** Begin PROVIDED PASSAGE **

The ingestIfNotExists
property prevents duplicate ingestion by checking if an extent with the specified ingest-by:
tag already exists. Typically, an ingest command contains an ingest-by:
tag and the ingestIfNotExists
property with the same value.
Examples
Add a tag on ingestion
The following command ingests the data and adds the tag ingest-by:2016-02-17
.
.ingest ... with (tags = '["ingest-by:2016-02-17"]')
Prevent duplicate ingestion
The following command ingests the data so long as no extent in the table has the ingest-by:2016-02-17
tag.
.ingest ... with (ingestIfNotExists = '["2016-02-17"]')
Prevent duplicate ingestion and add a tag to any new data
The following command ingests the data so long as no extent in the table has the ingest-by:2016-02-17
tag. Any newly ingested data gets the ingest-by:2016-02-17
tag.
.ingest ... with (ingestIfNotExists = '["2016-02-17"]', tags = '["ingest-by:2016-02-17"]')
Limitations
- Extent tags can only be applied to records within an extent. Consequently, tags can’t be set on streaming ingestion data before it is stored in extents.
- Extent tags can’t be stored on data in external tables or materialized views.
Related content
6.2 - Extents (data shards)

** End PROVIDED PASSAGE **
** Begin RECORDED INFORMATION **

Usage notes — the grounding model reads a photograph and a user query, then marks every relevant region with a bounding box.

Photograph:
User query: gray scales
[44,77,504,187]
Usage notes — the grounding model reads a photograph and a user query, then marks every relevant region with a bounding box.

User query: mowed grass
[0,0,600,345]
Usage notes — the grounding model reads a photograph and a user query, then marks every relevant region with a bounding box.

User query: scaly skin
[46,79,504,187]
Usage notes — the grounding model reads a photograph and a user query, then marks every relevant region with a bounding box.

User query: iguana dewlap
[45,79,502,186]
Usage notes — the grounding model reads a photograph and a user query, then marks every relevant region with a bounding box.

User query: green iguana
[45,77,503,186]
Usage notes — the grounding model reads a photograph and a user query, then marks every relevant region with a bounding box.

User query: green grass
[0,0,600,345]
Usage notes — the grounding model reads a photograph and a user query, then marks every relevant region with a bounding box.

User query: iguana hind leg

** End RECORDED INFORMATION **

_SET TASK A:_ Please repeat the part of the extent tags passage between "Limitations" and "Extents (data shards)", inclusive.
_SET TASK B:_ According to the extent tags passage, on what kinds of data can extent tags not be stored?
_SET TASK C:_ Extend the passage on extent tags and ingestion, beginning after its final line.
The records are separate from the passage on extent tags and ingestion.

_TASK RESULT A:_
Limitations
- Extent tags can only be applied to records within an extent. Consequently, tags can’t be set on streaming ingestion data before it is stored in extents.
- Extent tags can’t be stored on data in external tables or materialized views.
Related content
6.2 - Extents (data shards)

_TASK RESULT B:_ Data in external tables or materialized views.

_TASK RESULT C:_
Tables are partitioned into extents, or data shards. Each extent is a horizontal segment of the table that contains data and metadata such as its creation time and optional tags. The union of all these extents contains the entire dataset of the table. Extents are evenly distributed across nodes in the cluster, and they’re cached in both local SSD and memory for optimized performance.
Extents are immutable, meaning they can be queried, reassigned to a different node, or dropped out of the table but never modified. Data modification happens by creating new extents and transactionally swapping old extents with the new ones. The immutability of extents provides benefits such as increased robustness and easy reversion to previous snapshots.
Extents hold a collection of records that are physically arranged in columns, enabling efficient encoding and compression of the data. To maintain query efficiency, smaller extents are merged into larger extents according to the configured merge policy and sharding policy. Merging extents reduces management overhead and leads to index optimization and improved compression.
The common extent lifecycle is as follows:
- The extent is created by an ingestion operation.
- The extent is merged with other extents.
- The merged extent (possibly one that tracks its lineage to other extents) is eventually dropped because of a retention policy.
Extent creation time
Two datetime values are tracked per extent: MinCreatedOn
and MaxCreatedOn
. These values are initially the same but may change when the extent is merged with other extents. When the extent is merged with other extents, the new values are according to the original minimum and maximum values of the merged extents.
The creation time of an extent is used for the following purposes:
- Retention: Extents created earlier are dropped earlier.
- Caching: Extents created recently are kept in hot cache.
- Sampling: Recent extents are preferred when using query operations such as take.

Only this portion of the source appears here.